Os itens
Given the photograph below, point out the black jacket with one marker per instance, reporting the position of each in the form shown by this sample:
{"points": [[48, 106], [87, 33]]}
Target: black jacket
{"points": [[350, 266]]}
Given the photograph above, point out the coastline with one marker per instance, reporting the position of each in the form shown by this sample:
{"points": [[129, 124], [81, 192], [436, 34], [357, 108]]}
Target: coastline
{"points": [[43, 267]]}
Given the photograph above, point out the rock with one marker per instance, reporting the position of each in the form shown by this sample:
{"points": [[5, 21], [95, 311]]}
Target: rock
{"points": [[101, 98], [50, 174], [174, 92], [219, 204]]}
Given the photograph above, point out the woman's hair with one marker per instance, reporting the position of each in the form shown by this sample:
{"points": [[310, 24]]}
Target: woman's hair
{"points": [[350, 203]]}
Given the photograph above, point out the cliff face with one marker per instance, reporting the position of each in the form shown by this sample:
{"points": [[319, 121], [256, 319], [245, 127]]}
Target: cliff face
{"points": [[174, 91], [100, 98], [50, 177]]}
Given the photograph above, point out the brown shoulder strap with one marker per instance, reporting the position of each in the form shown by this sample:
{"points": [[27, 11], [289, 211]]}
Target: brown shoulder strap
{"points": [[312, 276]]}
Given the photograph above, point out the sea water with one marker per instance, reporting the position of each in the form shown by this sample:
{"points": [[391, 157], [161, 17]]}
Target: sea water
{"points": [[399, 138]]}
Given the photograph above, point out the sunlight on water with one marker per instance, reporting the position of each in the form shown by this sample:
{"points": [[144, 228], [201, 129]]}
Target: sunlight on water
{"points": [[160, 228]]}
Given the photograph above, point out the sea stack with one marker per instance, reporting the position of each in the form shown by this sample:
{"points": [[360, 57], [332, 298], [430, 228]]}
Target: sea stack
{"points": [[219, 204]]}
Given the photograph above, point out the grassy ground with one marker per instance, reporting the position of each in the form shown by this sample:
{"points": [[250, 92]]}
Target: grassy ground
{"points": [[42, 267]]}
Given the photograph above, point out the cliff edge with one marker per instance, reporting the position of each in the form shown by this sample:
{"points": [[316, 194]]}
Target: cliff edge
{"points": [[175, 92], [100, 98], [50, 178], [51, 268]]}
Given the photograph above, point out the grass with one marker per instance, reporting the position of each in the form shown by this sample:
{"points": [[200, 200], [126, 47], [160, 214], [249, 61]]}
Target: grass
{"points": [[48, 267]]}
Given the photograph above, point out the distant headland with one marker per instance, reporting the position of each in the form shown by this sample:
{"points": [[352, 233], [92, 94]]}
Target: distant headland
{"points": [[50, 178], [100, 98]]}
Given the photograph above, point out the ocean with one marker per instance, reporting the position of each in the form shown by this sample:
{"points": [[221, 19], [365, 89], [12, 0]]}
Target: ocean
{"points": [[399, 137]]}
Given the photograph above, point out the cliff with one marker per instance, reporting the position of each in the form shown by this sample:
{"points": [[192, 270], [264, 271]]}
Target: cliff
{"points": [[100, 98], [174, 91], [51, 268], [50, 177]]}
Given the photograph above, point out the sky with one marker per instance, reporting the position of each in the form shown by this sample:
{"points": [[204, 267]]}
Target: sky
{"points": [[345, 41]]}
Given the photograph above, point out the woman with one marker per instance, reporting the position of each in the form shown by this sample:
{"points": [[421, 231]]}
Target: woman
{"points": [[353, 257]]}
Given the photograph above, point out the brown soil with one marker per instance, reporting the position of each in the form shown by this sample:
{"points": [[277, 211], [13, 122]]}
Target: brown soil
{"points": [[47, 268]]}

Tarefa
Devolva todas as linhas dos itens acima como uma lista JSON de strings, com uma string para cada linha. Deixe de fora as linhas em branco.

Resposta
[
  "Given the photograph below, point out the black jacket with one marker per instance, reporting the position of each in the form shown by this sample:",
  "{\"points\": [[48, 106], [87, 33]]}",
  "Target: black jacket",
  "{\"points\": [[350, 266]]}",
  "Given the photograph above, point out the coastline with one marker per instance, reporting the position of each in the form shown by this sample:",
  "{\"points\": [[129, 124], [81, 192], [436, 34], [357, 108]]}",
  "Target: coastline",
  "{\"points\": [[43, 267]]}",
  "Given the photograph above, point out the rock with one marker per instance, reporting the position of each in the form shown by this sample:",
  "{\"points\": [[5, 21], [95, 311]]}",
  "Target: rock",
  "{\"points\": [[101, 98], [50, 174], [174, 92], [219, 204]]}",
  "Given the photograph above, point out the woman's hair with one marker per instance, reporting the position of each in the form shown by this sample:",
  "{\"points\": [[310, 24]]}",
  "Target: woman's hair",
  "{\"points\": [[350, 203]]}",
  "Given the photograph above, point out the cliff face with one marker per instance, reporting the position of each in the form shown by this sample:",
  "{\"points\": [[319, 121], [256, 319], [245, 127]]}",
  "Target: cliff face",
  "{\"points\": [[174, 91], [100, 98], [50, 177]]}",
  "Given the photograph above, point out the brown shoulder strap with one marker per instance, reporting the position of each in the form shown by this sample:",
  "{\"points\": [[27, 11], [289, 211]]}",
  "Target: brown shoulder strap",
  "{\"points\": [[312, 276]]}",
  "Given the photograph above, point out the sea water with one marker per instance, reporting the position of each in the form shown by this sample:",
  "{\"points\": [[391, 157], [161, 17]]}",
  "Target: sea water",
  "{\"points\": [[399, 138]]}",
  "Given the photograph above, point out the sunlight on water with one marker per instance, reporting the position of each in the form shown by this sample:",
  "{\"points\": [[144, 228], [201, 129]]}",
  "Target: sunlight on water",
  "{\"points\": [[160, 228]]}",
  "Given the photograph above, point out the sea stack with one marker per instance, reporting the position of each in the form shown by this sample:",
  "{\"points\": [[360, 57], [332, 298], [430, 228]]}",
  "Target: sea stack",
  "{\"points\": [[219, 204]]}",
  "Given the photograph above, point out the grassy ground with one marker per instance, reporting the position of each in the form shown by this sample:",
  "{\"points\": [[250, 92]]}",
  "Target: grassy ground",
  "{\"points\": [[42, 267]]}",
  "Given the photograph above, point out the cliff edge with one marker per instance, reporting the position of each in the form shown by this sample:",
  "{\"points\": [[316, 194]]}",
  "Target: cliff edge",
  "{\"points\": [[175, 92], [100, 98], [50, 178], [51, 268]]}",
  "Given the photograph above, point out the grass with one marker per instance, reporting the position of each in the form shown by this sample:",
  "{\"points\": [[200, 200], [126, 47], [160, 214], [249, 61]]}",
  "Target: grass",
  "{\"points\": [[48, 267]]}",
  "Given the photograph above, point out the distant headland with one marker per instance, reporting the position of each in the form shown by this sample:",
  "{\"points\": [[352, 233], [92, 94]]}",
  "Target: distant headland",
  "{\"points\": [[50, 178], [100, 98]]}",
  "Given the photograph above, point out the ocean with one marker per instance, reporting the position of each in the form shown by this sample:",
  "{\"points\": [[221, 19], [365, 89], [12, 0]]}",
  "Target: ocean",
  "{\"points\": [[399, 137]]}",
  "Given the photograph above, point out the cliff with one marker per instance, reporting the position of each in the form shown by this sample:",
  "{\"points\": [[192, 270], [264, 271]]}",
  "Target: cliff",
  "{\"points\": [[100, 98], [174, 91], [51, 268], [50, 177]]}",
  "Given the photograph above, point out the sky with one marker per instance, reporting the position of each in the form shown by this sample:",
  "{\"points\": [[204, 267]]}",
  "Target: sky",
  "{\"points\": [[345, 41]]}",
  "Given the photograph above, point out the woman with one marker per instance, reporting the position of each in the form shown by this sample:",
  "{\"points\": [[421, 231]]}",
  "Target: woman",
  "{\"points\": [[353, 257]]}",
  "Given the photograph above, point out the brown soil with one marker per instance, reporting the position of each in the form shown by this sample:",
  "{\"points\": [[277, 211], [13, 122]]}",
  "Target: brown soil",
  "{\"points\": [[47, 268]]}"
]